EXERCISE TEXT
───

Benchmarking AI-Generated Code: NVIDIA's ComputeEval 2025.2
Full Transcript
NVIDIA has expanded its ComputeEval benchmark for evaluating AI-generated CUDA code with the introduction of version 2025.2. This new release adds over 100 new CUDA challenges, increasing the total to 232 problems that assess the capabilities of large language models, or LLMs, in CUDA programming tasks.
The updated benchmark deliberately raises the difficulty, incorporating modern CUDA features like Tensor Cores and advanced shared memory patterns. New challenges test LLMs on their ability to utilize features such as CUDA Graphs, Streams, and Events, all within the context of real-world applications, including dynamic simulations.
NVIDIA's team has evaluated several leading LLMs using the ComputeEval framework to establish baseline performance metrics. The results were documented in a comparative table that presents the pass@1 accuracy of various models on ComputeEval 2025.2 and its predecessor, 2025.1.
Notably, the performance of all models declined with the transition to the latest benchmark, which does not imply a decrease in model capability but rather reflects the increased challenge posed by the new problems.
For example, GPT-5 achieved a pass rate of 0.5819 on the new benchmark, compared to 0.61 on the previous version, while Claude Sonnet 4.0 scored 0.5517 and DeepSeek-R1 recorded a pass rate of 0.4397. The report indicates that the latest benchmark aims to push AI to demonstrate a deeper understanding of accelerated computing nuances.
Looking forward, NVIDIA plans to expand ComputeEval's reach into additional CUDA-X libraries, including cuBLAS, CUTLASS, cuDNN, and RAPIDS. The company encourages contributions from the broader high-performance computing and AI communities, inviting developers to explore the code on GitHub and access the dataset via Hugging Face.
This initiative represents a significant step in measuring AI's role in software engineering, particularly in the realm of GPU programming and optimization.

───

YOUR INSTRUCTIONS
Copy the whole transcript on NVIDIA's ComputeEval 2025.2 benchmark word for word. The material that follows comes from a separate source.

RECORDS SUPPLIED
───

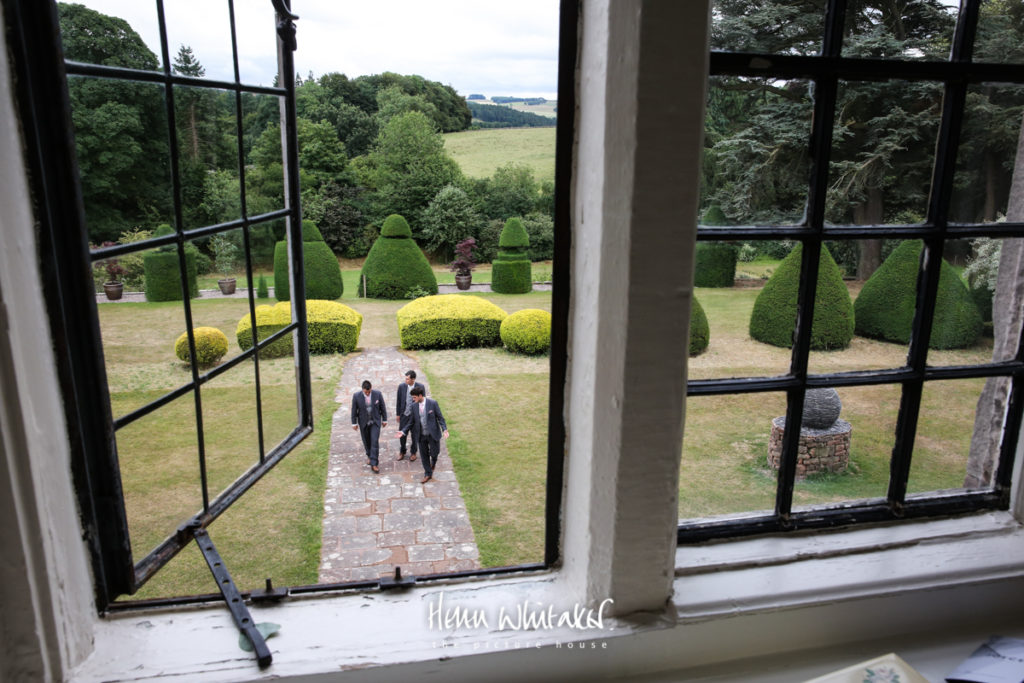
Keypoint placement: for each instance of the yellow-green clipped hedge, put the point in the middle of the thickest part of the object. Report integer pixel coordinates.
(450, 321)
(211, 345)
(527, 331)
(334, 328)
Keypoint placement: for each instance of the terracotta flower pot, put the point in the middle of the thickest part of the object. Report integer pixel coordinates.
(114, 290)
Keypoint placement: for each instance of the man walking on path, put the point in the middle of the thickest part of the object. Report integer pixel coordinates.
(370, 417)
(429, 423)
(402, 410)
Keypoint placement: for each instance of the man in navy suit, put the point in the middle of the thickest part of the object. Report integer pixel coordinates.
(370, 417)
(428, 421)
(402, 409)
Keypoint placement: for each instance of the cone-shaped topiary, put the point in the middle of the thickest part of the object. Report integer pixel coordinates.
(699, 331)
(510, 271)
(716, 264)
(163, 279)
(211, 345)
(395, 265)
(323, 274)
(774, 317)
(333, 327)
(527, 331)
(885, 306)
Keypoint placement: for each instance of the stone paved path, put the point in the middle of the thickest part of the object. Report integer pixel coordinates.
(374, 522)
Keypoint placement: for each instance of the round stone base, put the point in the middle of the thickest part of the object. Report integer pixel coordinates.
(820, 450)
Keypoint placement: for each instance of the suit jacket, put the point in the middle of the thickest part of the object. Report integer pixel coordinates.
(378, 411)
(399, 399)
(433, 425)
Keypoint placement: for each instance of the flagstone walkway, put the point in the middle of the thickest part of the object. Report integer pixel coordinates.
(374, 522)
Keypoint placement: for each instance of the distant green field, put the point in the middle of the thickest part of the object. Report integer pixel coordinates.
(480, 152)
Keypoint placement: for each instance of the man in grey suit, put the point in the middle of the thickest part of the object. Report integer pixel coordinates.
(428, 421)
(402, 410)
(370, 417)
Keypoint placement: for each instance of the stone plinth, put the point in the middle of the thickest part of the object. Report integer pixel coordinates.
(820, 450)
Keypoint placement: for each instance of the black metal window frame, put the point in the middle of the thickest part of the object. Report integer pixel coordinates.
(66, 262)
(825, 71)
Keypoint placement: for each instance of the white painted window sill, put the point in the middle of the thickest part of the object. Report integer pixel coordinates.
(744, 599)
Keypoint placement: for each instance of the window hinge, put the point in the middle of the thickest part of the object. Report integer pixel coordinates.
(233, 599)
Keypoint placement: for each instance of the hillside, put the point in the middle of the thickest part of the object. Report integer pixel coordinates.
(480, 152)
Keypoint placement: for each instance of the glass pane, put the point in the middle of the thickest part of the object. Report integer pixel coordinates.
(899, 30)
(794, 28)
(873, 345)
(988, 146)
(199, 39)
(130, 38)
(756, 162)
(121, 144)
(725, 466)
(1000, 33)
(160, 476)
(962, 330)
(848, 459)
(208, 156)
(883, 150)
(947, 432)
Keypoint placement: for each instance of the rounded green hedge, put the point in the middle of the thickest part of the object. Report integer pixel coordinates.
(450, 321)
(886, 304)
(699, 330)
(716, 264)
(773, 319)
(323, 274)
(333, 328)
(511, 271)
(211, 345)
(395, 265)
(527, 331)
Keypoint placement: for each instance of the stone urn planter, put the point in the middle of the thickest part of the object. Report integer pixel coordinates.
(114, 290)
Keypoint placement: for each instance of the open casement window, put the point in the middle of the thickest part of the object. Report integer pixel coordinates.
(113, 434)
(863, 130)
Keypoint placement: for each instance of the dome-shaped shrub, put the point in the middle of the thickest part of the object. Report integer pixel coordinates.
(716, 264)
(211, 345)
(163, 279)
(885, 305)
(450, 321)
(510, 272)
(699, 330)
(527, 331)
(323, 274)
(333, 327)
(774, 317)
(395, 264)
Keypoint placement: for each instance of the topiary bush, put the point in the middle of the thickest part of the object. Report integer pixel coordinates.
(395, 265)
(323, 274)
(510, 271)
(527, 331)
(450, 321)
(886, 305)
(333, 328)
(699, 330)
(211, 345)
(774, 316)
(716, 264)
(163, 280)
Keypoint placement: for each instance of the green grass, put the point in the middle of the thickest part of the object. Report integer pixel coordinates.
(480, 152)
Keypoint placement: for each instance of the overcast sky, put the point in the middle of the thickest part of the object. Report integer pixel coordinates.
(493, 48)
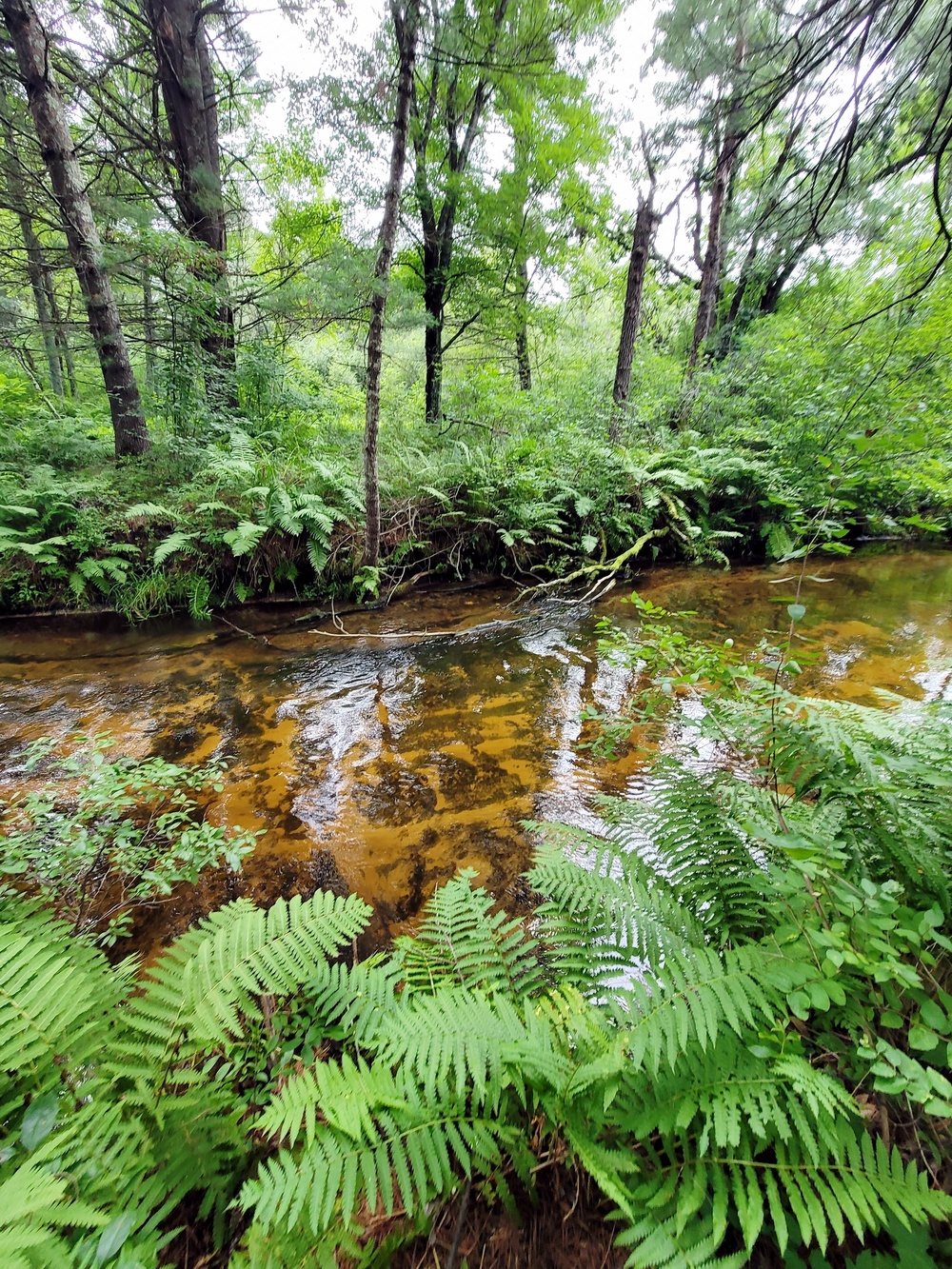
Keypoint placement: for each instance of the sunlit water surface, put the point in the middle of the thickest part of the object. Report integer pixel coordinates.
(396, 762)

───

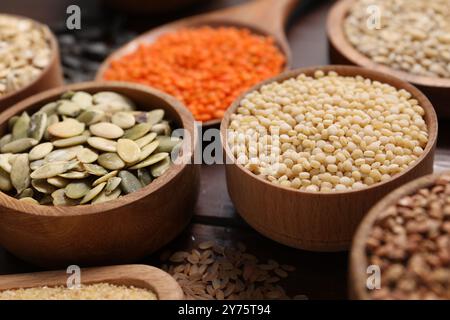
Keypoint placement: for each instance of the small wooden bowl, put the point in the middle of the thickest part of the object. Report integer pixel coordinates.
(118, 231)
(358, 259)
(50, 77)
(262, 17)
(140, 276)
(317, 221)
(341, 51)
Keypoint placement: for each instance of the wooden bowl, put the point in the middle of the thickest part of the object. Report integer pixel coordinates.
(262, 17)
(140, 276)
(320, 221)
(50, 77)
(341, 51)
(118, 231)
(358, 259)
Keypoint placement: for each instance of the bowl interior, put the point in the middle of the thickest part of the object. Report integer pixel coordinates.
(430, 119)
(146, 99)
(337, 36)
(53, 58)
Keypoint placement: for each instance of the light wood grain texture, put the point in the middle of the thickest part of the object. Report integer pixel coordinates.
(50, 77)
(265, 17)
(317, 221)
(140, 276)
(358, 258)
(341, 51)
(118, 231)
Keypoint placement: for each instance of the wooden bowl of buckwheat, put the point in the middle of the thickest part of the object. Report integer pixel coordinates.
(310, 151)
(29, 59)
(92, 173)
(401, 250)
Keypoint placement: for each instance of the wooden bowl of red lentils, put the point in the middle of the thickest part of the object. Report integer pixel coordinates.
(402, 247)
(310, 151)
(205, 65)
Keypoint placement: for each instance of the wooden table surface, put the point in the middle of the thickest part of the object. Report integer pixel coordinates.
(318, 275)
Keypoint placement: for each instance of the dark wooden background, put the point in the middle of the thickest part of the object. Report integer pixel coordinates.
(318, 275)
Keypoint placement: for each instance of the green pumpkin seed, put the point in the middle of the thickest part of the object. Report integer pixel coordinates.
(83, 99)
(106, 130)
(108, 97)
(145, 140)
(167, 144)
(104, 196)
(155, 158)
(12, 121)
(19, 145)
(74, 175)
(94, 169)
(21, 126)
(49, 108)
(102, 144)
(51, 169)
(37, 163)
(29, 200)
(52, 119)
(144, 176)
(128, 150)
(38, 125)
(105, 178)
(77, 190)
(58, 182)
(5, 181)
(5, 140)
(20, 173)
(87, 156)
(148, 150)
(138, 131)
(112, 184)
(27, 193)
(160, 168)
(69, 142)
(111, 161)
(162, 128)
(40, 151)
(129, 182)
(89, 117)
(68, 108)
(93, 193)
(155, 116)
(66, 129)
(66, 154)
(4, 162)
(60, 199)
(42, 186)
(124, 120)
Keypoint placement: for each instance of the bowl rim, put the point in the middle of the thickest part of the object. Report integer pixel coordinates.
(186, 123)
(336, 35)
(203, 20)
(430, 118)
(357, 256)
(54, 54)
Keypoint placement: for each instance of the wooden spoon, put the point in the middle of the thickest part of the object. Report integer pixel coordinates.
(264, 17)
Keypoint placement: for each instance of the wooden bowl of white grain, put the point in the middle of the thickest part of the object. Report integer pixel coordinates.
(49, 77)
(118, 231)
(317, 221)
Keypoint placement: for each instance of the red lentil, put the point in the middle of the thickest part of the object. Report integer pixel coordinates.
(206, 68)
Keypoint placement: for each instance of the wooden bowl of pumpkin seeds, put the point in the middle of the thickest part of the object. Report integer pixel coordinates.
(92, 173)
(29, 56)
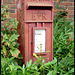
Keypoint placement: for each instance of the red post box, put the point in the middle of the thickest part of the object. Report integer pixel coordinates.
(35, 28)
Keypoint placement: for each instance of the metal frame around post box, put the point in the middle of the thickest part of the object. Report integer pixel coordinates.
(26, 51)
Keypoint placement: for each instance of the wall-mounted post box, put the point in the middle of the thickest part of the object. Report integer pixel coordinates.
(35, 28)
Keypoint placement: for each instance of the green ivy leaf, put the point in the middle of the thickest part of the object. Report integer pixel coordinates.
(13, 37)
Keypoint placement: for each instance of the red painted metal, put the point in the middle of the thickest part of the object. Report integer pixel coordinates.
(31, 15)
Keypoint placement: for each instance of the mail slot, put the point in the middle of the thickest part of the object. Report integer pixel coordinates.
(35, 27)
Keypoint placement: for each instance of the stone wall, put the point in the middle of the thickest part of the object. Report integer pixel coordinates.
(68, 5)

───

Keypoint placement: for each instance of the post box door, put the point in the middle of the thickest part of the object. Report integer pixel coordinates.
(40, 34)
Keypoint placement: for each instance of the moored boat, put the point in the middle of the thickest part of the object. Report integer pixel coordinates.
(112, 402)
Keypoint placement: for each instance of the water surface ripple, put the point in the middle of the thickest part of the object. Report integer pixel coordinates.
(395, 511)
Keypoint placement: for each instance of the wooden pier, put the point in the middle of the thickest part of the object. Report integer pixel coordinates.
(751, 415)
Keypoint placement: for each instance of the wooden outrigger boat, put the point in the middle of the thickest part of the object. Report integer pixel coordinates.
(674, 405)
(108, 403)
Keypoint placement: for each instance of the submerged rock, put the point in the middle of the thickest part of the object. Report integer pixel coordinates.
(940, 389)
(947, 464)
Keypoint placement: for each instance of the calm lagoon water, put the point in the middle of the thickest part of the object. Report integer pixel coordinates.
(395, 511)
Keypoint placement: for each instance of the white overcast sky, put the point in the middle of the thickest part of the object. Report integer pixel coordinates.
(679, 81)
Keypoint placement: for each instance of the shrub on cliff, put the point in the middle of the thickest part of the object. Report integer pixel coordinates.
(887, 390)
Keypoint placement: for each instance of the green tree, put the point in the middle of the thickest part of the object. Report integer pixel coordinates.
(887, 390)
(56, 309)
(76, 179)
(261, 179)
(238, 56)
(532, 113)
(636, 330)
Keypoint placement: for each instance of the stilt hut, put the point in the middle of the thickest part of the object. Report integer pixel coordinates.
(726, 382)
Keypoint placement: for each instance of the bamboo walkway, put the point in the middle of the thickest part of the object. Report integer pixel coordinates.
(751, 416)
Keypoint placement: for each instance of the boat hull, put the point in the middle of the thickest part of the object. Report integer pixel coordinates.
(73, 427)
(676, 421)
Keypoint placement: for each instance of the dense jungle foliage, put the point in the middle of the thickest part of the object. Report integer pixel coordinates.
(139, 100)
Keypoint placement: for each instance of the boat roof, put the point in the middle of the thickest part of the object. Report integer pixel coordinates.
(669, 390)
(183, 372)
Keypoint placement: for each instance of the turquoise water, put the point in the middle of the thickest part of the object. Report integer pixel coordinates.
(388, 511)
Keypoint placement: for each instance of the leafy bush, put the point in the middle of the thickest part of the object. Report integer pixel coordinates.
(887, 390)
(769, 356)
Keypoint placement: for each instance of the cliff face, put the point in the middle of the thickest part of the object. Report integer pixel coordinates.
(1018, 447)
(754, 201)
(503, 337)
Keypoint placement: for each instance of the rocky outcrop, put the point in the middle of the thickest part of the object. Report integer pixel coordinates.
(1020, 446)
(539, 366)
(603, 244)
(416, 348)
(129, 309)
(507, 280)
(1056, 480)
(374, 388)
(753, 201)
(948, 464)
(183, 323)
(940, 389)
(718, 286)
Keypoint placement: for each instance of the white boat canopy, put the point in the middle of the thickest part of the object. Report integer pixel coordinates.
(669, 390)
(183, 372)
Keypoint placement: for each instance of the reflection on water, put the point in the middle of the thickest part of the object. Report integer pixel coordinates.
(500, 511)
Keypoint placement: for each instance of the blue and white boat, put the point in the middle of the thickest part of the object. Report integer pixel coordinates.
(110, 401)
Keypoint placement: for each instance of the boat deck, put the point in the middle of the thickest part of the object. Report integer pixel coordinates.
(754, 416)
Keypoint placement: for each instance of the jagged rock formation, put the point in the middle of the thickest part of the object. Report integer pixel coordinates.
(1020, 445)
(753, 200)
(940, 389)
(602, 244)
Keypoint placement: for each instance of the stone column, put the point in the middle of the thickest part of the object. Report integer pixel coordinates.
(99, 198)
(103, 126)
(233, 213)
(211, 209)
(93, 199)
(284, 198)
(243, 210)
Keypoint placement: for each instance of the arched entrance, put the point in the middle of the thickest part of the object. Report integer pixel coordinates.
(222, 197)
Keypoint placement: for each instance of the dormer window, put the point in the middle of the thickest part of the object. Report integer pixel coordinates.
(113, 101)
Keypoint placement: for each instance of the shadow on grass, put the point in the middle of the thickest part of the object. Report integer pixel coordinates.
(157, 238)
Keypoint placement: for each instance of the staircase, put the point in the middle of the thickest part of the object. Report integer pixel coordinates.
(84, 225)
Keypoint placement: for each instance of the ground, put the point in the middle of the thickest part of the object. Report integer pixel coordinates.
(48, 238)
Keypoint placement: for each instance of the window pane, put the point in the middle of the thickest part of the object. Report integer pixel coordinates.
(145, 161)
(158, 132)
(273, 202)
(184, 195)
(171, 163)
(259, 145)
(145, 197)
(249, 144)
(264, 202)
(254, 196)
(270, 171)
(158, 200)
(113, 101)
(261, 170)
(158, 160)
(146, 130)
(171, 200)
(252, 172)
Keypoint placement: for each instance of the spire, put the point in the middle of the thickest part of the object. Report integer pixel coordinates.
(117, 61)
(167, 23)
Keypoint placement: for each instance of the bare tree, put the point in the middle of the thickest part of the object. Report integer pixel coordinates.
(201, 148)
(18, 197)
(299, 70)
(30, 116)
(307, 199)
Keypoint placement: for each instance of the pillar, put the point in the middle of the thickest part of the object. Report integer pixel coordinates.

───

RESULT OF THIS EXERCISE
Benchmarking AI-Generated Code: NVIDIA's ComputeEval 2025.2
Full Transcript
NVIDIA has expanded its ComputeEval benchmark for evaluating AI-generated CUDA code with the introduction of version 2025.2. This new release adds over 100 new CUDA challenges, increasing the total to 232 problems that assess the capabilities of large language models, or LLMs, in CUDA programming tasks.
The updated benchmark deliberately raises the difficulty, incorporating modern CUDA features like Tensor Cores and advanced shared memory patterns. New challenges test LLMs on their ability to utilize features such as CUDA Graphs, Streams, and Events, all within the context of real-world applications, including dynamic simulations.
NVIDIA's team has evaluated several leading LLMs using the ComputeEval framework to establish baseline performance metrics. The results were documented in a comparative table that presents the pass@1 accuracy of various models on ComputeEval 2025.2 and its predecessor, 2025.1.
Notably, the performance of all models declined with the transition to the latest benchmark, which does not imply a decrease in model capability but rather reflects the increased challenge posed by the new problems.
For example, GPT-5 achieved a pass rate of 0.5819 on the new benchmark, compared to 0.61 on the previous version, while Claude Sonnet 4.0 scored 0.5517 and DeepSeek-R1 recorded a pass rate of 0.4397. The report indicates that the latest benchmark aims to push AI to demonstrate a deeper understanding of accelerated computing nuances.
Looking forward, NVIDIA plans to expand ComputeEval's reach into additional CUDA-X libraries, including cuBLAS, CUTLASS, cuDNN, and RAPIDS. The company encourages contributions from the broader high-performance computing and AI communities, inviting developers to explore the code on GitHub and access the dataset via Hugging Face.
This initiative represents a significant step in measuring AI's role in software engineering, particularly in the realm of GPU programming and optimization.